Não só os primatas: #AnimalSilvestreNãoÉPet
Para evitar que as pessoas adquiram animais silvestres para criá-los como bichos de estimação, a ONG Proteção Animal Mundial tem como meta para 2021 sensibilizar e convencer as principais redes de pet shops a pararem de vender animais silvestres. O gerente da Vida Silvestre na ONG, João Almeida, diz que se trata de “uma meta ousada, porém necessária para que consigamos começar a atingir nossos objetivos”. Desde 2019, a Proteção Animal Mundial mantém a campanha “Animal Silvestre Não É Pet“, que tem os mesmos objetivos da SBPr.
Algumas pessoas, a favor da comercialização legalizada de animais silvestres para o mercado pet, indicam-na como prática ética responsável que auxilia na conservação dos animais silvestres. Para João, o argumento não se sustenta porque as espécies mais comercializadas são as mesmas mais traficadas e apreendidas pelos órgãos de fiscalização. “O que acontece é que o mercado legalizado acaba estabelecendo padrões sociais e de consumo, gerando vontade nas pessoas e elas, caso não tenham dinheiro para comprar pelo comércio legalizado, vão procurar no mercado ilegal”.
Para o professor Melo, da UFV, o manejo de fauna, portanto o manejo de primatas, precisa ser feito de alguma forma. “Eu não diria que precisamos ter manejo comercial e transformar bichos em pet, mas a gente tem que achar soluções para manejo adequado, que possa promover renda para as pessoas envolvidas e assim auxiliar na conservação de maneira geral”. A ideia, nesse caso, seria transformar a fauna em um ativo ou recurso para que as pessoas deem valor à natureza e passem a proteger o habitat natural e as espécies selvagens que vivem ali, o que, para o primatologista, auxiliaria na conservação das espécies.
Lista Pet
Desde 2016, a elaboração da lista de espécies que poderão ter animais legalmente reproduzidos e comercializados para serem criados como bichos de estimação está em discussão no Conselho Nacional do Meio Ambiente (Conama). A confecção da listagem, que ficou conhecida como Lista Pet, foi determinada em 2007 por uma resolução do conselho.

------------

● **O que fazer**:
A - De acordo com o texto sobre animais silvestres, desde que ano a elaboração da Lista Pet está em discussão no Conama?
B - Por que, segundo o texto sobre animais silvestres, João Almeida considera que não se sustenta o argumento de que o comércio legalizado ajuda na conservação?
A listagem abaixo não é necessária.

------------

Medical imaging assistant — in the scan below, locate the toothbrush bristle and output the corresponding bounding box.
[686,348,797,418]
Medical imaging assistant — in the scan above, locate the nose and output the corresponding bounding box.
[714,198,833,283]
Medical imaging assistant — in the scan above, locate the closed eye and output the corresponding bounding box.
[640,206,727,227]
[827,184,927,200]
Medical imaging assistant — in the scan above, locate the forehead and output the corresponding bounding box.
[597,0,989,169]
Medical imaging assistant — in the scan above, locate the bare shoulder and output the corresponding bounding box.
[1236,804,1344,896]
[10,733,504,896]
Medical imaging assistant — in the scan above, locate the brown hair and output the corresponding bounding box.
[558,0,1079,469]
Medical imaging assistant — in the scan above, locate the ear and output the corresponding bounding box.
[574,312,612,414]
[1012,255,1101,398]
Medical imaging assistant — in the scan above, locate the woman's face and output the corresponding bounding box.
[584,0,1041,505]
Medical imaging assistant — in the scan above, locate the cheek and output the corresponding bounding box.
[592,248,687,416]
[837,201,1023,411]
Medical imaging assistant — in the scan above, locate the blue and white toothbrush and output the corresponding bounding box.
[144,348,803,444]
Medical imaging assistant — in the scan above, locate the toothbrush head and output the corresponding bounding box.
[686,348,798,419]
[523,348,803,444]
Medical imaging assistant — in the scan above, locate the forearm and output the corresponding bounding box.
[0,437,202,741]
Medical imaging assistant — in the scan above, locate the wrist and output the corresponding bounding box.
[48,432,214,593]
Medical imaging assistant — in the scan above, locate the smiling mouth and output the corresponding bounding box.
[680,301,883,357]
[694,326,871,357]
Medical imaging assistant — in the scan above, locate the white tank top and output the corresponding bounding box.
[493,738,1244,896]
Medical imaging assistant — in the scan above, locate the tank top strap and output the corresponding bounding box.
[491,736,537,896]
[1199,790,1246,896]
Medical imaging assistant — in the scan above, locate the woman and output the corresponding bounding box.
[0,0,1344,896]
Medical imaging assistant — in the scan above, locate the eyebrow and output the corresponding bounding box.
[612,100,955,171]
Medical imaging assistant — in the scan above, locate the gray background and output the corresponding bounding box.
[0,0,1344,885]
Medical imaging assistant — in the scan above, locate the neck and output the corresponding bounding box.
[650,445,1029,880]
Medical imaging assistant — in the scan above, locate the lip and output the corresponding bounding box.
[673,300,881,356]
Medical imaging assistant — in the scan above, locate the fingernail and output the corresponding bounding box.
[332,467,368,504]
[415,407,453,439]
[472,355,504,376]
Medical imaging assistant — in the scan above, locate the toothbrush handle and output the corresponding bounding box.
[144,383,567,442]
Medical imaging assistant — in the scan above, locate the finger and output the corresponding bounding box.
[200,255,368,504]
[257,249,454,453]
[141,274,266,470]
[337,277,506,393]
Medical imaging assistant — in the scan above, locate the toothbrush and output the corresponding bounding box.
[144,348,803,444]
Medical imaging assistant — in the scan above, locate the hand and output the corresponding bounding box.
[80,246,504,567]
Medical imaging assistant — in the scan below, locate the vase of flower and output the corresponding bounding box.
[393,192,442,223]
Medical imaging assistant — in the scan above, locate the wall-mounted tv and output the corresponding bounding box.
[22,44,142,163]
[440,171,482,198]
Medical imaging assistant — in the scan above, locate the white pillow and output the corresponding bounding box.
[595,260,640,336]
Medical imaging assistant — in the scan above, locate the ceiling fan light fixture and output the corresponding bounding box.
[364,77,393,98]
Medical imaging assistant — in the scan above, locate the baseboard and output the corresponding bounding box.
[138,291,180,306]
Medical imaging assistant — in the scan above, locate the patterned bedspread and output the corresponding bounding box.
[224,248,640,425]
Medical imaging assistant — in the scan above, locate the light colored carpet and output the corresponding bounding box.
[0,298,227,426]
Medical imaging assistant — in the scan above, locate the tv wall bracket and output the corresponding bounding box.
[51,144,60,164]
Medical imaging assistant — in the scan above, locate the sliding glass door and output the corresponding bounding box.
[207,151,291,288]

------------

● **Soluções por tarefa**:
A - Desde 2016.

B - Porque as espécies mais comercializadas são as mesmas mais traficadas e apreendidas pelos órgãos de fiscalização. Além disso, o mercado legalizado estabelece padrões sociais e de consumo e desperta nas pessoas a vontade de ter esses animais. Quem não tem dinheiro para comprá-los legalmente acaba procurando o mercado ilegal.